§ DOEL: Zet het deel van de lijst hieronder dat opent met de regel met "on the green" en sluit met de regel met "x=139, y=91", beide regels inbegrepen, om in een JSON-array van strings met één string per regel. Laat lege regels weg.

§ GEGEVEN INFORMATIE:
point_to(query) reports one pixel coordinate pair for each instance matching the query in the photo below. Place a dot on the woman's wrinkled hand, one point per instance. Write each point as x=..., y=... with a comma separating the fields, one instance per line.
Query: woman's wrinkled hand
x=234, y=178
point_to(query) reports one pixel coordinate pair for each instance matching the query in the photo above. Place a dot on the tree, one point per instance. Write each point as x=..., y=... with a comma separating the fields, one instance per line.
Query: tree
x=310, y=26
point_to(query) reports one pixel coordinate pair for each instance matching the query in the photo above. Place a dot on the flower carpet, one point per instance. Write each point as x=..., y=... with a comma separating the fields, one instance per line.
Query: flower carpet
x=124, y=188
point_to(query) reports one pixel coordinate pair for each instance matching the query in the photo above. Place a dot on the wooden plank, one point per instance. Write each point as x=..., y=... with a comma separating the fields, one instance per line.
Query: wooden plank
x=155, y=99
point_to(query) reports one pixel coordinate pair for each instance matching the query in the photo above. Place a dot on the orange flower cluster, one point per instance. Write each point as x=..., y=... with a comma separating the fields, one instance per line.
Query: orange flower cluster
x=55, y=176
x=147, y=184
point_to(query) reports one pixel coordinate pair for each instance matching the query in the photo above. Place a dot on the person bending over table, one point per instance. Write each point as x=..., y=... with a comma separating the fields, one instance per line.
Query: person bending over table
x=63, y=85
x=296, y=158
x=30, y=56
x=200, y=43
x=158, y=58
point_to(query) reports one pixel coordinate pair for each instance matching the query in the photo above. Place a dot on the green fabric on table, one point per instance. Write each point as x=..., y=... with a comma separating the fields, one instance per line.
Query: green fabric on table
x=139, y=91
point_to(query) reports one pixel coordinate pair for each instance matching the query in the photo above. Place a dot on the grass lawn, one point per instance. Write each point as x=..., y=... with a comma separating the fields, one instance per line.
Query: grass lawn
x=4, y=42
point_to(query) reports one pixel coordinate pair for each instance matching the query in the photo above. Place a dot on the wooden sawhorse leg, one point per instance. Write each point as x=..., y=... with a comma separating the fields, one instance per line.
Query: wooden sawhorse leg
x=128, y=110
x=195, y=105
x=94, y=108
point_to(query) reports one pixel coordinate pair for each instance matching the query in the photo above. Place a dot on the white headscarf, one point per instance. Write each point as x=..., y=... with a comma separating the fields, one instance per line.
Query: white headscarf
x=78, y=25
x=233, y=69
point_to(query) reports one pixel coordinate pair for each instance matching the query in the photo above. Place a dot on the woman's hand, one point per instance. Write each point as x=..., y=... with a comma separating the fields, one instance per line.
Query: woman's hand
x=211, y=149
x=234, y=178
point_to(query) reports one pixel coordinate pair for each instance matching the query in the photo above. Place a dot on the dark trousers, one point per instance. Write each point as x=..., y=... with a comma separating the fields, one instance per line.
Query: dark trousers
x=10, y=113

...

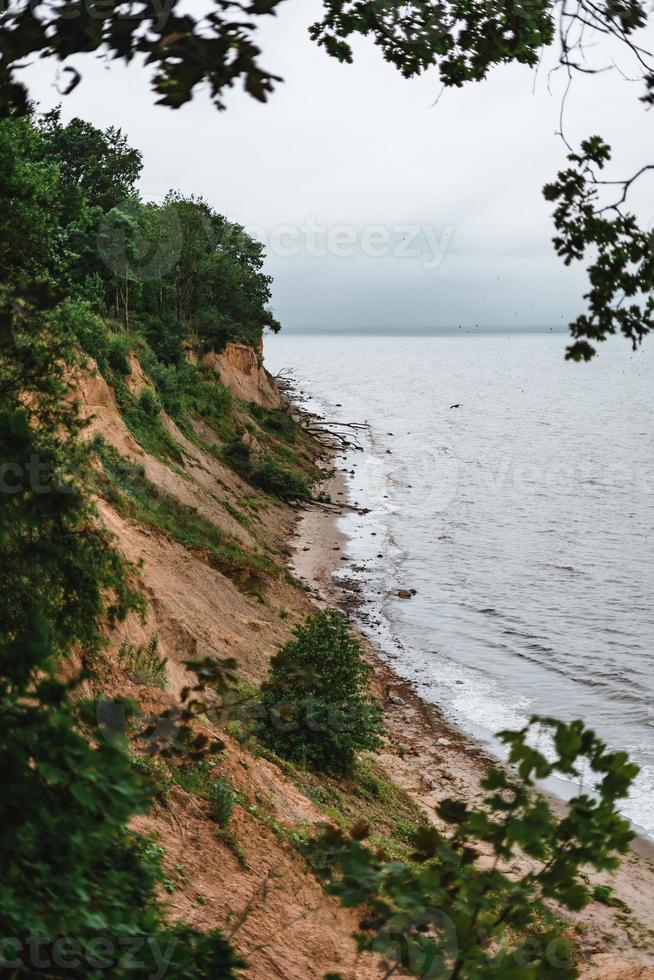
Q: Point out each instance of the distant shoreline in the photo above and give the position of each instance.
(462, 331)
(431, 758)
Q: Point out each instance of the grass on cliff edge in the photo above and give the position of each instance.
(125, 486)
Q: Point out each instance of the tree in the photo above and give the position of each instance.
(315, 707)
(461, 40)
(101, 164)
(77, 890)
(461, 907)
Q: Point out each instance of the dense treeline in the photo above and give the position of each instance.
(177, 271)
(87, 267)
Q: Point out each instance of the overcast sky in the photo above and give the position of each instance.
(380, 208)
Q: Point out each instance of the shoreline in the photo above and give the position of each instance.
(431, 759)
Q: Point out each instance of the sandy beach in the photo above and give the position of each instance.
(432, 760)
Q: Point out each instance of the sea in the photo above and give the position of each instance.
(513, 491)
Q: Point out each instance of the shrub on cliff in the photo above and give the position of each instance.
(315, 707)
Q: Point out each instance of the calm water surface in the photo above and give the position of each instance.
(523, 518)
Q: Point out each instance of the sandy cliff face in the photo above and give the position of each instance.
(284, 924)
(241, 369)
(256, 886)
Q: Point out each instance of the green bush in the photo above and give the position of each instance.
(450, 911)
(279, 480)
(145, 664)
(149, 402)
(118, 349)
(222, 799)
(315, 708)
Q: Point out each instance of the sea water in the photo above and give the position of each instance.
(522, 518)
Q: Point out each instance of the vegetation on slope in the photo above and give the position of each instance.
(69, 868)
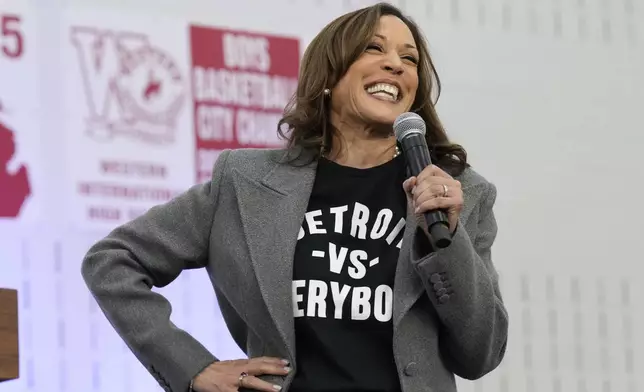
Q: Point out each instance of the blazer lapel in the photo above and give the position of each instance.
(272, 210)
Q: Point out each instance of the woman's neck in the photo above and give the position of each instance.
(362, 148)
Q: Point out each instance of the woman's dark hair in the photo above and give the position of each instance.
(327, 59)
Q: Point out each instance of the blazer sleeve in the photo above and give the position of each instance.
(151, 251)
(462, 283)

§ UITWERKING:
[
  "point_to(query) reports one pixel coordinate pair for each instance matching the query in the photo above. Place a dot on the green fabric on table, one point per instance. Write each point as x=..., y=... with a comma separating the fields, one instance per line.",
  "Query: green fabric on table",
  "x=139, y=91"
]